--- Exercise aim ---
Return the entries word for word, starting at their first line and stopping after the line that contains "<instances>".

[Segmentation annotation records]
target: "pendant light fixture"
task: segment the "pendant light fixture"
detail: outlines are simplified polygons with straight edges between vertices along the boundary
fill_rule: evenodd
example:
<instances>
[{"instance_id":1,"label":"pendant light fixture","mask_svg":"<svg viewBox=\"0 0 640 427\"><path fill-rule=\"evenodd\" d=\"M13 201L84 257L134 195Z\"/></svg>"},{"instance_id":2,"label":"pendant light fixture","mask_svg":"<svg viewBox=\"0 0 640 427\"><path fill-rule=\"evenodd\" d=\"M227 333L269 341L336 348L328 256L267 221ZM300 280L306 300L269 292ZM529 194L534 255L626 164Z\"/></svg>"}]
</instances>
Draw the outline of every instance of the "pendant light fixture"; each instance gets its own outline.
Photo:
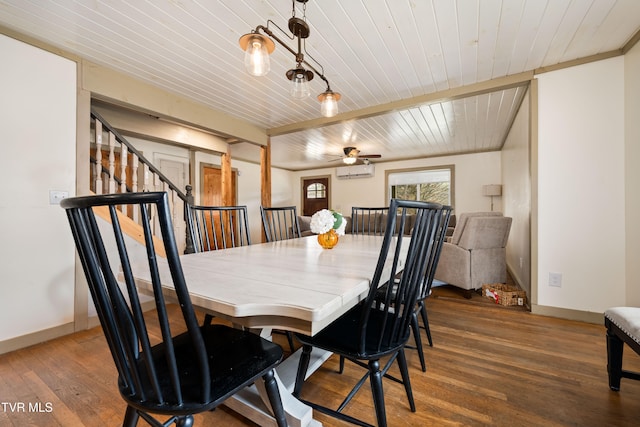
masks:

--- The answer ---
target: "pendant light fixture"
task: segment the "pendant light fixture"
detail: outlines are simplified polygons with straight edges between vertices along the boundary
fill_rule: evenodd
example:
<instances>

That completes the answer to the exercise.